▸ Instructions for the task:
Print verbatim the part of the listing below that starts with the line containing "Kindly provide the mask of every instance of the sky." and runs to the end of the listing, keeping both the first and the last line.

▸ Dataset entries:
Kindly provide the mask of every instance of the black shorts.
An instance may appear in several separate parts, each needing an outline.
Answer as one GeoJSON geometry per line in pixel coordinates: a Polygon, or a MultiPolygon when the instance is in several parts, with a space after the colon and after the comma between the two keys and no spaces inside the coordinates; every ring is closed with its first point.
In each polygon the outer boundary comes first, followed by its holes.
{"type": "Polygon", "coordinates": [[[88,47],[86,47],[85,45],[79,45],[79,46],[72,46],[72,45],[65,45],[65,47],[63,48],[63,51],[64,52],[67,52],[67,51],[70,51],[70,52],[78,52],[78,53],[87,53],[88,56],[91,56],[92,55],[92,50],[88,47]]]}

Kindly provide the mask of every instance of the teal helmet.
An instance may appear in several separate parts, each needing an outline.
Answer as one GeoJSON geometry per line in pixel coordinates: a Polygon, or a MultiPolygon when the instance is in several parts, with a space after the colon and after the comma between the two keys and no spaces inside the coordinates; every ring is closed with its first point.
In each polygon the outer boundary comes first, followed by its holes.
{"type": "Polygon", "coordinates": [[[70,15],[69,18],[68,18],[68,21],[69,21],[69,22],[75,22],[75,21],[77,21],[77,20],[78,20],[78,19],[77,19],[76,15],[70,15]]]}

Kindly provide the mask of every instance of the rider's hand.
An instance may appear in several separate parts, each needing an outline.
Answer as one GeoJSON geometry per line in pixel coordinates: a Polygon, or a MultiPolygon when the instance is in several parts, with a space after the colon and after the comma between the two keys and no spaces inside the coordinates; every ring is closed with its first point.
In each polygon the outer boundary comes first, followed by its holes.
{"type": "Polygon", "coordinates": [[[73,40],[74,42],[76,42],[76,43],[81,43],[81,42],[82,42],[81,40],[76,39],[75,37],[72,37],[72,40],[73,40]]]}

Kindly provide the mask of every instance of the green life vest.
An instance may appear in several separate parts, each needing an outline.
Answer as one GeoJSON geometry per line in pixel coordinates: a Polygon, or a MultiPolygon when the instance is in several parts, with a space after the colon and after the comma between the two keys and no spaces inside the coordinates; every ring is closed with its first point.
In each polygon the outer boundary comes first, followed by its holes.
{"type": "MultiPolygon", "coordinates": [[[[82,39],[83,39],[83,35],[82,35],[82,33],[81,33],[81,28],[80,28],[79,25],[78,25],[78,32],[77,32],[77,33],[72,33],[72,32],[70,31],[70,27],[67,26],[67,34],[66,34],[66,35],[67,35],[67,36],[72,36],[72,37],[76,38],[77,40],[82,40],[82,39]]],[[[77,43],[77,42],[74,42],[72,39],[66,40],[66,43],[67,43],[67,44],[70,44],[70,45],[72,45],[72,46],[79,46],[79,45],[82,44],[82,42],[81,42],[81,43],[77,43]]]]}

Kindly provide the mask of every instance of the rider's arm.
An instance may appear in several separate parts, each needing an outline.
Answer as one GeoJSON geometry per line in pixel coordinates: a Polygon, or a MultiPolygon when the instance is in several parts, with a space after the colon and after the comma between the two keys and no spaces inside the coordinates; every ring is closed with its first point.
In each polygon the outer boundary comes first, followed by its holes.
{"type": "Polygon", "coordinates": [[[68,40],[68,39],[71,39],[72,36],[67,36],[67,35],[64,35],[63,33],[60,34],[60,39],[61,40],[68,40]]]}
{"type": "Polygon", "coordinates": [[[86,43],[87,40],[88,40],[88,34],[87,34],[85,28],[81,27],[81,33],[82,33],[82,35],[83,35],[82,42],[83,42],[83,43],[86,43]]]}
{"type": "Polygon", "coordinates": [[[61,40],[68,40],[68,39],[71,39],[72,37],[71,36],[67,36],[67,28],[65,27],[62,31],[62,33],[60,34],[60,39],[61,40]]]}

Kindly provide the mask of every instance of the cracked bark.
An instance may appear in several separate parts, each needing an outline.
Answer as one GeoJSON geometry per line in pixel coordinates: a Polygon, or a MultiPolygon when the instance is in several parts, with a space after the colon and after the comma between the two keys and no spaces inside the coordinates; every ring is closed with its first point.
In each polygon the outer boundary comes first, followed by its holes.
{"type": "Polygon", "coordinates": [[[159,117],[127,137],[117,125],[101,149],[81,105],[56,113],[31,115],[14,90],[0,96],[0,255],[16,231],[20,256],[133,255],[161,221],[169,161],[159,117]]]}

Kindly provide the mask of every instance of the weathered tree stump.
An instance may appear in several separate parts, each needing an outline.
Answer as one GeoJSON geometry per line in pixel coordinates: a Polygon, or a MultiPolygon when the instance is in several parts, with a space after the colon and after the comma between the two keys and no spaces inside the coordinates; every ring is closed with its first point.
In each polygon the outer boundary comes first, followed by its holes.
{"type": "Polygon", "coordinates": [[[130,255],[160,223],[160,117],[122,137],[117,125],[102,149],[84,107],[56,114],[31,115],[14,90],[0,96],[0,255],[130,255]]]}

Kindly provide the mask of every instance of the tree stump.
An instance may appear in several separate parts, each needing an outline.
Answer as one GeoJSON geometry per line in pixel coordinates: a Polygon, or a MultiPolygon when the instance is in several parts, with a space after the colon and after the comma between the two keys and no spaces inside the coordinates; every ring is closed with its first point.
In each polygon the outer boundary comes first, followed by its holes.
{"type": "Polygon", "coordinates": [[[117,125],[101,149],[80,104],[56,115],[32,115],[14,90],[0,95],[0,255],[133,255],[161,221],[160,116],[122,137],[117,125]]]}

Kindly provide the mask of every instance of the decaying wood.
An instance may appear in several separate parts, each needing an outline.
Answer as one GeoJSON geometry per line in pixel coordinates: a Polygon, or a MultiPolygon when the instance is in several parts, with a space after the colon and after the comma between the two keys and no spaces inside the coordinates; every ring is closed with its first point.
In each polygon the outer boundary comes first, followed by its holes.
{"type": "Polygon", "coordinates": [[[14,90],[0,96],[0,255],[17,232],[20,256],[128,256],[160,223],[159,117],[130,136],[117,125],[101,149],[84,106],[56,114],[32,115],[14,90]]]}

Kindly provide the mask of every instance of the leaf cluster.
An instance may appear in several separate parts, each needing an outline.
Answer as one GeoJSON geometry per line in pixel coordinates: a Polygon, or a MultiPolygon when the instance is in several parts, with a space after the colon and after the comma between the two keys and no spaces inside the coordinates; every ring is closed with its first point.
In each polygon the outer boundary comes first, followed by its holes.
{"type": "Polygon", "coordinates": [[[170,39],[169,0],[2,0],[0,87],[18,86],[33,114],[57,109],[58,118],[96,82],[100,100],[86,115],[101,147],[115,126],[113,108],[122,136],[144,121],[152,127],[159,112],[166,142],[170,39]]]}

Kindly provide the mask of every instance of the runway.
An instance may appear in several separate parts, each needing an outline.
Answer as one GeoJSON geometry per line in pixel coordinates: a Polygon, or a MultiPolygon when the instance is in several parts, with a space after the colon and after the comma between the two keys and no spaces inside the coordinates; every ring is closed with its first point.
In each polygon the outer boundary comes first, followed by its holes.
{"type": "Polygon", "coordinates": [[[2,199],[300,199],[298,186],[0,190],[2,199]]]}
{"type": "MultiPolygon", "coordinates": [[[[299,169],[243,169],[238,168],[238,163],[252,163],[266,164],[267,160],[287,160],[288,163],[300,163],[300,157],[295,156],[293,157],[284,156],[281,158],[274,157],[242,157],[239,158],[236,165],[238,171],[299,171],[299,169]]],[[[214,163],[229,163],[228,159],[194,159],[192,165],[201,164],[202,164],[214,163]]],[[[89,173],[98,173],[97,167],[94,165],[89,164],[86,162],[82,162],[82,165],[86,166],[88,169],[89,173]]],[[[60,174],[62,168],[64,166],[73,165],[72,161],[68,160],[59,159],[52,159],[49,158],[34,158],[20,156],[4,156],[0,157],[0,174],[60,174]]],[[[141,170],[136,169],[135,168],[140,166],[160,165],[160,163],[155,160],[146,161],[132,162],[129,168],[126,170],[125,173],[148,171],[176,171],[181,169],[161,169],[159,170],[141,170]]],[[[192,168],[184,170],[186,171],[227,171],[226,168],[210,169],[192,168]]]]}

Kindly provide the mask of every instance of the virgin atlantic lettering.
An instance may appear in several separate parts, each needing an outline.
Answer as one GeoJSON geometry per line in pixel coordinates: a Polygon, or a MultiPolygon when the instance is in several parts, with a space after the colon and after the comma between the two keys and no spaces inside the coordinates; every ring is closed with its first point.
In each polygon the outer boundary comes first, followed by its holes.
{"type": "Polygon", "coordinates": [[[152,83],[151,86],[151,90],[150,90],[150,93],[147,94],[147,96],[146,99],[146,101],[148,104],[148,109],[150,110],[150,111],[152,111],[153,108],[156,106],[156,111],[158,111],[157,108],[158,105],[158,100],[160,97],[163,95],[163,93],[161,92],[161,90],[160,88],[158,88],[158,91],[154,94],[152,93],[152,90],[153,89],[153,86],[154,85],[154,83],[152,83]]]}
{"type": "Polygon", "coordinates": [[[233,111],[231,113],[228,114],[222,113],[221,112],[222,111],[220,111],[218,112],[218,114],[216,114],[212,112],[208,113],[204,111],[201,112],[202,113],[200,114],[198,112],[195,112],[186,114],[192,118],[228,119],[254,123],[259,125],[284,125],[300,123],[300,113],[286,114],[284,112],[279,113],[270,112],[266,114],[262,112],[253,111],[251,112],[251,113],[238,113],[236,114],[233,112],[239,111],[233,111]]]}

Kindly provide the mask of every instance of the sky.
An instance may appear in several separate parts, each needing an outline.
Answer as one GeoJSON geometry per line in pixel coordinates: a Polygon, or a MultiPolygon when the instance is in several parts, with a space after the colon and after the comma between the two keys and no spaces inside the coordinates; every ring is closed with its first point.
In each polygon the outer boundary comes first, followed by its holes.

▸ Written response:
Kindly provide the mask of every instance of the sky.
An instance may appear in several separate parts, each needing an outline.
Answer as one GeoJSON geometry per line in pixel coordinates: a Polygon, or a MultiPolygon when the instance is in several parts, with a space after the colon and after the comma between the two keys and no spaces inside the coordinates; every ring is closed with its first point.
In each polygon the outer boundary comes first, followed by its holes.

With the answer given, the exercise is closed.